**Exercise objective**
Find the string "white" in the listing below and return each line it appears in.

**Listed records**
==============================

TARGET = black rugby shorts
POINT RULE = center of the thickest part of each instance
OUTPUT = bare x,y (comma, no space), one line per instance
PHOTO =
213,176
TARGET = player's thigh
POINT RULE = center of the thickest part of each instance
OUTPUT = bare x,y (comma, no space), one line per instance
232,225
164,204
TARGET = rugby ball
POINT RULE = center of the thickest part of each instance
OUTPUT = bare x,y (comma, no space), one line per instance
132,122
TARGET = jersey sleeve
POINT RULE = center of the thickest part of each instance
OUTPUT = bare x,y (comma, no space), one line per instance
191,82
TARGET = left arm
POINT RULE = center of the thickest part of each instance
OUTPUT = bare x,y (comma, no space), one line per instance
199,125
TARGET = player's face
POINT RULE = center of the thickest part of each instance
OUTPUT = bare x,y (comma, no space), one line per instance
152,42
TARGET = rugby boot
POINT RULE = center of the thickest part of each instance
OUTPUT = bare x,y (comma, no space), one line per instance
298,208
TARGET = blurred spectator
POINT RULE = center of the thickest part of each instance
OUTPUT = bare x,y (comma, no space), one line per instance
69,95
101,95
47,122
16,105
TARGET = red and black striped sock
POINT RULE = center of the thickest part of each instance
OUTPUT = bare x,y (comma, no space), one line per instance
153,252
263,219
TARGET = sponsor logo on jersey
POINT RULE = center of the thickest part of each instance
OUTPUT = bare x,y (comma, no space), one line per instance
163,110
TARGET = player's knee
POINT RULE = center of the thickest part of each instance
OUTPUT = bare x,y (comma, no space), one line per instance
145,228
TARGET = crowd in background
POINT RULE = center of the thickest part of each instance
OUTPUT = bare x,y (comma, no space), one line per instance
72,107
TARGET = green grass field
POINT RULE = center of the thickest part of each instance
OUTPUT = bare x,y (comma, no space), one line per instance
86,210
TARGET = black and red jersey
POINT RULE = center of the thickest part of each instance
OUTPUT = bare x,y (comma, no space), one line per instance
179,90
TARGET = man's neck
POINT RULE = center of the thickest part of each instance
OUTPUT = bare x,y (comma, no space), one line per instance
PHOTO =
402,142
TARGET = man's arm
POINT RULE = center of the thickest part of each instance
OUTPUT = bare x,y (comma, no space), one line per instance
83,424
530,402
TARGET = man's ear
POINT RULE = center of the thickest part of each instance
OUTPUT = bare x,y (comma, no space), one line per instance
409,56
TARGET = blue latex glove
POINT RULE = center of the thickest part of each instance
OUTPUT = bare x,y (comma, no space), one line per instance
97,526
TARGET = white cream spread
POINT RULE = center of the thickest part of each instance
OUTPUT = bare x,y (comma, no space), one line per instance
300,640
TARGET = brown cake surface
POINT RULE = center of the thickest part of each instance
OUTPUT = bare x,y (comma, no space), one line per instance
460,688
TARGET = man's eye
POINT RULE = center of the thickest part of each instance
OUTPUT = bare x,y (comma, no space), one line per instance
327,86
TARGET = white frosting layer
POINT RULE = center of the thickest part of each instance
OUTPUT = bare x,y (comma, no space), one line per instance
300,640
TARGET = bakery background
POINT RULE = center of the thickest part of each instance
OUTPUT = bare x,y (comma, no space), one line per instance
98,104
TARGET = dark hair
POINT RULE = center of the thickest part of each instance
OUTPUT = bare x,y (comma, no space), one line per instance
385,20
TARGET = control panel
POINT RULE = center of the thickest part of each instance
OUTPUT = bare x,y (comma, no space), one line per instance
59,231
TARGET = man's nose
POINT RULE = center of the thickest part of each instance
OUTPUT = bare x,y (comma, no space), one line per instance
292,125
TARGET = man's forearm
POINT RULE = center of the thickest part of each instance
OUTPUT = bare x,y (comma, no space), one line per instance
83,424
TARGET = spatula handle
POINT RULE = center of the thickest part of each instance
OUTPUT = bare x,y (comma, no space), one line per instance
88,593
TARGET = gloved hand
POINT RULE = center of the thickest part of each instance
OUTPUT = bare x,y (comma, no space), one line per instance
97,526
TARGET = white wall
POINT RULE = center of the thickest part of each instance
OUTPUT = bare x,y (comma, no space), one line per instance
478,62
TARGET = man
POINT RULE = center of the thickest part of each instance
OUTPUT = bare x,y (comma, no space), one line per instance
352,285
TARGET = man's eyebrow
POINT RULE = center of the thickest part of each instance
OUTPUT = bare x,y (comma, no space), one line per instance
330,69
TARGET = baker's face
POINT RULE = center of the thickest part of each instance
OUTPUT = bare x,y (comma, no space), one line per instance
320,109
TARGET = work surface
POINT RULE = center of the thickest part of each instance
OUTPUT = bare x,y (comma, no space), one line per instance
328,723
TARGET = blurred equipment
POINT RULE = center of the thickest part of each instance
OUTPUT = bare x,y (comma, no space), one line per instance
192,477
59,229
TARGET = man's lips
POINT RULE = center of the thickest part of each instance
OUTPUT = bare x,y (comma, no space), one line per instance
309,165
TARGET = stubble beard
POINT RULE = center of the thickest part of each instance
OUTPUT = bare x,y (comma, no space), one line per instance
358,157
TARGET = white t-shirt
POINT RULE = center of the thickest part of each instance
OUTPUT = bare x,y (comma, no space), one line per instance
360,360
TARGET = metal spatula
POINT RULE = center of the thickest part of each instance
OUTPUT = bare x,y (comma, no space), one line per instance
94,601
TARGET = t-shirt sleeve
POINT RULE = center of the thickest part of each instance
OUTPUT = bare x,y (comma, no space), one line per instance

==============================

**Response**
TARGET = white cream spread
TARGET = white frosting layer
TARGET = white wall
TARGET = white t-shirt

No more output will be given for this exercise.